## Task to carry out
Search the data for the string "client", and report each line where it is found.

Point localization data

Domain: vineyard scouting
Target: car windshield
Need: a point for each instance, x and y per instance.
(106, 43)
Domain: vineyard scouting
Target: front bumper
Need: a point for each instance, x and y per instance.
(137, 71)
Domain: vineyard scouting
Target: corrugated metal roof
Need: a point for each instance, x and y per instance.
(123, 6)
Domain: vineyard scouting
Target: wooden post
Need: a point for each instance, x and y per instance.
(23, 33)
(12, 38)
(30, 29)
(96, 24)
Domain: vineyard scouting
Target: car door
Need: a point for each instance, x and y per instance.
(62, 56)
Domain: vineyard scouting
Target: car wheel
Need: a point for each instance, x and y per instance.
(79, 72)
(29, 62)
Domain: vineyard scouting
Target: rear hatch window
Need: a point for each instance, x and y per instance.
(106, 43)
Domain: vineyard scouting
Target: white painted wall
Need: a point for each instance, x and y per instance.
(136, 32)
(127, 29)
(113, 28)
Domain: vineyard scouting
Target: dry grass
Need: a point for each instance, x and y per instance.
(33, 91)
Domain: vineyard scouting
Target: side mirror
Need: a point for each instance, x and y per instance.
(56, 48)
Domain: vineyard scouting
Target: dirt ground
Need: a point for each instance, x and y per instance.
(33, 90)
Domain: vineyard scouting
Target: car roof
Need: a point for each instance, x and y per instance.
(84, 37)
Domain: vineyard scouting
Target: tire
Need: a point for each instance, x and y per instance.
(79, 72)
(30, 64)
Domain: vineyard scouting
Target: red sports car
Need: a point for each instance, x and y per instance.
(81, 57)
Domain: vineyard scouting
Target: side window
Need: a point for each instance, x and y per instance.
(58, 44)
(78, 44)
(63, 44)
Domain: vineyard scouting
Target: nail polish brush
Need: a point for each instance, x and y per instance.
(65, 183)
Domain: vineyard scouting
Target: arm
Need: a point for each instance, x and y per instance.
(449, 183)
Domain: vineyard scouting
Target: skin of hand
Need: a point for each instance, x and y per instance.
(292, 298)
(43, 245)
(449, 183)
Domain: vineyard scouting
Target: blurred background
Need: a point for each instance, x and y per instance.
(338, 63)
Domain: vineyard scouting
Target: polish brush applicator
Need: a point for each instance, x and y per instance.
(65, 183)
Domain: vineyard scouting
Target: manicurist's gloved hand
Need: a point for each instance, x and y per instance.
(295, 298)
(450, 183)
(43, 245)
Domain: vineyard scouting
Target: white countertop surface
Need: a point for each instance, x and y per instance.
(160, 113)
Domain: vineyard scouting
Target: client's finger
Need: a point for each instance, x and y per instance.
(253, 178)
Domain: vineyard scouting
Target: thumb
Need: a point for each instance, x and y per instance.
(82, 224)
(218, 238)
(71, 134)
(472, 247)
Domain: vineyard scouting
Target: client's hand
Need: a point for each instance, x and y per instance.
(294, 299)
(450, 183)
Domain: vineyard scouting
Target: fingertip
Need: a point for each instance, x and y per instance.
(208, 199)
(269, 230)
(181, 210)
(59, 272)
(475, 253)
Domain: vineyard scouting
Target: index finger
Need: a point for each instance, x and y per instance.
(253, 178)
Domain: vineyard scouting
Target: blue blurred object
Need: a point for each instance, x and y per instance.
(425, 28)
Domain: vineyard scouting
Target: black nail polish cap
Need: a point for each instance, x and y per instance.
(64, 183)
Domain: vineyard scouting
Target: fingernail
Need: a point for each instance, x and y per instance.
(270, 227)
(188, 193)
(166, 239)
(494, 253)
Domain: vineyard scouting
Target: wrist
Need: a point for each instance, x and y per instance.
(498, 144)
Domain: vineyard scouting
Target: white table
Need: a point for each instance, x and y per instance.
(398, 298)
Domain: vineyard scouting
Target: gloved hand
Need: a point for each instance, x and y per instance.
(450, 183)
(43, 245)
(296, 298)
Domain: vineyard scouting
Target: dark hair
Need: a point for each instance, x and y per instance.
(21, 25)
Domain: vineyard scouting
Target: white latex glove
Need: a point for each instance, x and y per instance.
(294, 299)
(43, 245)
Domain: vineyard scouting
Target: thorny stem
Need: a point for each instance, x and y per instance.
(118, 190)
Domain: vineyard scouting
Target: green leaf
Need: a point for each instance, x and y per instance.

## Completed exercise
Target: client's finger
Target: client's hand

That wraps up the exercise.